DOCUMENT SEGMENT:
━━━━━━

Then and presumably now, however, the first option in a situation like this is generally to cut costs, rather than output. I saw this in the mid-1980s, when oil prices fell by nearly 60% and took more than a decade to recover fully, then again in the late '90s, and during periodic, smaller market corrections. Suppliers were squeezed, big projects deferred, and employees saw travel, raises and benefits curtailed. Similar actions now could make a difference in keeping new shale drilling going.

Even for relatively efficient operators, it can be surprising how much expense can be reduced without affecting near-term productivity, and many of those savings would persist if prices recovered. LTO producers might ultimately become more profitable after weathering a period of weak prices.

A heightened focus on costs would also likely extend beyond producing company budgets and supplier agreements. One of the biggest non-production costs for LTO is transportation, whether paid directly by the producer or deducted by the purchaser from the market price.  Because of its rapid growth and the constraints of existing infrastructure, a high proportion of LTO output must currently be shipped by rail--up to one million bpd in the second quarter of 2014.

Rail offers flexibility and can reach many destinations, but it is expensive.  For example, if it costs over $10/bbl to ship Bakken crude to the Gulf Coast by rail, that means that with WTI at $78/bbl the producer might realize less than $70/bbl at the wellhead.  Pipelines are often cheaper to use, though not in all cases. The current tariff on the existing Keystone Pipeline for taking oil from the Canadian border to Cushing, OK, the storage hub for WTI, works out to around $4/bbl. If oil prices stayed low for a while, that might increase interest in the proposed Bakken Marketlink Project. It would connect the Bakken shale operations to the Keystone XL pipeline, the prospects for which look decidedly better after the outcome of Tuesday's mid-term election.

Another aspect of transportation costs that could come under a different kind of pressure relates to federal restrictions on shipping oil and petroleum products by vessel between US ports. Under the "Jones Act", only US-flagged, -owned and -crewed ships can perform such deliveries, even though the rates for such shipments are normally significantly higher than on foreign-flag tankers in comparable service. This is a significant factor in current petroleum trade patterns, in which refined products from Gulf Coast refineries are often shipped halfway around the world, while blenders and marketers on the east and west coasts must import gasoline and other products from outside North America.

━━━━━━

STORED DATA:

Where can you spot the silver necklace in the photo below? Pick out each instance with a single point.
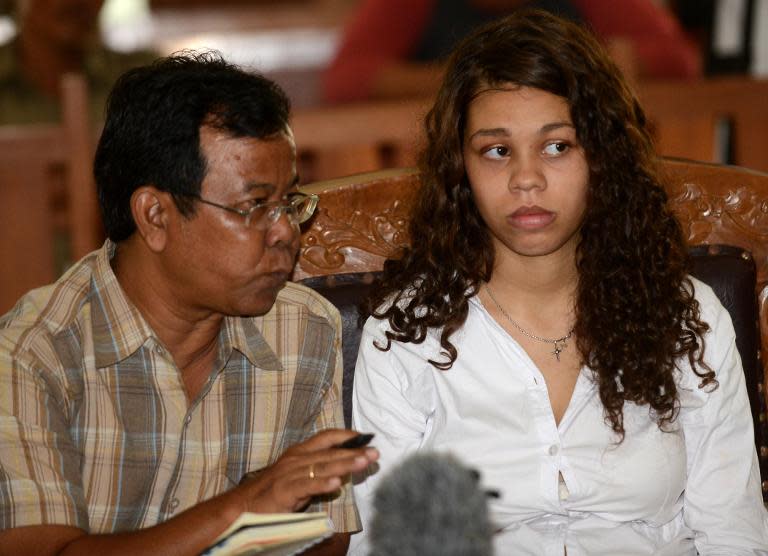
(559, 344)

━━━━━━

TO DO:
• 1. Decide whether each statement below agrees with the text on shale oil costs. Answer yes or no, and quote the words of the text that decide it. (a) Rail can reach many destinations but is costly. (b) The tariff on the existing Keystone Pipeline from the Canadian border to Cushing is about $10/bbl. (c) Under the Jones Act, foreign-flag tankers may carry oil between US ports.
• 2. According to the text on shale oil costs, how much LTO output was shipped by rail in the second quarter of 2014?

RESPONSE LIST:
• 1.
(a) Yes: "Rail offers flexibility and can reach many destinations, but it is expensive."
(b) No: "works out to around $4/bbl."
(c) No: "only US-flagged, -owned and -crewed ships can perform such deliveries"

• 2. Up to one million bpd.